#### [Texto del documento]
'''

Asaltaron las emisoras radiales con la sabrosa chicha, gestada por el gran ‘Chacalón’. Se convirtieron en pioneros del reciclaje, gracias a ese mercado de objetos de segunda mano y de dudosa procedencia: La Cachina, en donde se puede encontrar desde carteras Louis Vuitton hasta armas de guerra.
Pero hoy me gustaría evocar al entrañable huésped que tuvo La Victoria, el pintor puneño Víctor Humareda, tal vez uno de los más grandes artistas plásticos de este país, quien representó a los millones de provincianos que llegaron a la capital para hacerse de un nombre y un futuro, y a base de esfuerzo y talento lo lograron.
Humareda llegó a La Victoria a inicios de los años cincuenta fascinado por las barriadas y por quienes las habitaban. Los vendedores ambulantes, los fruteros, los carretilleros, los mendigos, los locos se convirtieron en su principal fuente de inspiración. A ellos los pintaba en ese cuartito de dos por cuatro metros que tenía en el Hotel Lima, frente a La Parada.
“Yo vivo más o menos por La Parada y veo personajes de mucha fuerza, con miradas muy expresivas. Los pinto tal como son, vendedores ambulantes, mendigos, locos”, dijo en uno de los pocos registros audiovisuales que se tienen de él.
Aunque a Humareda se le creó una leyenda de hombre bohemio y trasnochador, quienes compartieron con él aseguran que apenas se tomaba una manzanilla tibia. Mas bien gustaba visitar burdeles como El Cinco y Medio y La Nené, y sentía un profundo respeto por las chicas que ofrecían placer por dinero, a las que muchas veces retrató.

'''

#### [Material proporcionado]
'''

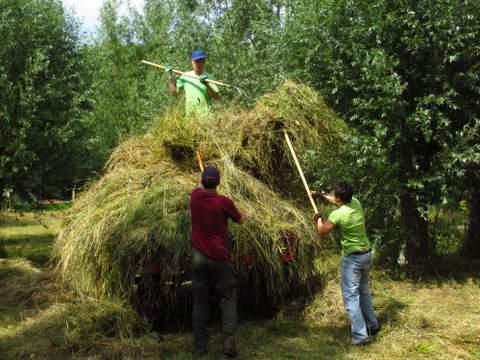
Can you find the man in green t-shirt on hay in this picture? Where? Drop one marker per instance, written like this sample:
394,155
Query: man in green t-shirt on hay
198,92
356,260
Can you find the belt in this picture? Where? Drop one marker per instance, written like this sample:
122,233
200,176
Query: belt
360,252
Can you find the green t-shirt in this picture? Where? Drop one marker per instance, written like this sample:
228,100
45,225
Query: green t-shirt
197,99
350,220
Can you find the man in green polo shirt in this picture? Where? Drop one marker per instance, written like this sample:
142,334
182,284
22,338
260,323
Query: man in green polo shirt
356,260
198,92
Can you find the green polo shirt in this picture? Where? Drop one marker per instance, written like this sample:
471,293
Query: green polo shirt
197,99
349,219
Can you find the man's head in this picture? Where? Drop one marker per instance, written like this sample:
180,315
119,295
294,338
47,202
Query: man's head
210,177
343,191
198,61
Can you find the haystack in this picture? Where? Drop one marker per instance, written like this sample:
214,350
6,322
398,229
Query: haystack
128,235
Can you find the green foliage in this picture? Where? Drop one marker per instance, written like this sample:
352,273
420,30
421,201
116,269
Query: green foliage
43,99
406,75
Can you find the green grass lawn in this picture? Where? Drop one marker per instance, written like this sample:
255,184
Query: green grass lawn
436,318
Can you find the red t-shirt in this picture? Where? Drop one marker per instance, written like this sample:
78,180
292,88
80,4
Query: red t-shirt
210,214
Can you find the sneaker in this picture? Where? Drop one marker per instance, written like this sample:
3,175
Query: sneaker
200,350
361,342
229,348
373,331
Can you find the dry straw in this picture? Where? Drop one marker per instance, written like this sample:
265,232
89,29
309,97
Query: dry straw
128,235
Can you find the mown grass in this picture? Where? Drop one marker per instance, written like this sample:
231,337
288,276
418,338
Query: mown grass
433,318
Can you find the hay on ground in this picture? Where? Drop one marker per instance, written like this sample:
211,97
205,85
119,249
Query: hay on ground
128,235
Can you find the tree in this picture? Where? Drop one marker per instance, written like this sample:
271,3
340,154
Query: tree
405,73
43,98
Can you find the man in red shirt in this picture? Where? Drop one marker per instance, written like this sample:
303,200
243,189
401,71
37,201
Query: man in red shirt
211,260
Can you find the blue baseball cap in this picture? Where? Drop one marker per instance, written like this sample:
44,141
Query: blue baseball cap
198,55
210,177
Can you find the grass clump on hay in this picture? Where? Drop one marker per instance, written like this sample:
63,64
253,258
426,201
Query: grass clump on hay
128,235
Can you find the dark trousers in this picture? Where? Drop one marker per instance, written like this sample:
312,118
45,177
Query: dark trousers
205,274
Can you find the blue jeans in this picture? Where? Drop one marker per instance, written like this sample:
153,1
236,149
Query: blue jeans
356,295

'''

#### [Tarea A]
Traduzca al inglés esta oración del texto sobre Humareda: "Humareda llegó a La Victoria a inicios de los años cincuenta fascinado por las barriadas y por quienes las habitaban."
#### [Tarea B]
Edite el fragmento del texto sobre Humareda que comienza en "Asaltaron las emisoras" y termina en "talento lo lograron.", cambiando "carteras" por "bolsos".
#### [Tarea C]
Conteste estas preguntas a partir del texto sobre Humareda:
(i) ¿Cuándo llegó Humareda a La Victoria?
(ii) ¿Qué medidas tenía su cuarto en el Hotel Lima?
(iii) Según quienes compartieron con él, ¿qué era lo único que apenas bebía?

#### [Respuesta A]
Humareda arrived in La Victoria in the early fifties, fascinated by the shantytowns and by the people who lived in them.

#### [Respuesta B]
Asaltaron las emisoras radiales con la sabrosa chicha, gestada por el gran ‘Chacalón’. Se convirtieron en pioneros del reciclaje, gracias a ese mercado de objetos de segunda mano y de dudosa procedencia: La Cachina, en donde se puede encontrar desde bolsos Louis Vuitton hasta armas de guerra.
Pero hoy me gustaría evocar al entrañable huésped que tuvo La Victoria, el pintor puneño Víctor Humareda, tal vez uno de los más grandes artistas plásticos de este país, quien representó a los millones de provincianos que llegaron a la capital para hacerse de un nombre y un futuro, y a base de esfuerzo y talento lo lograron.

#### [Respuesta C]
(i) A inicios de los años cincuenta.
(ii) Dos por cuatro metros.
(iii) Una manzanilla tibia.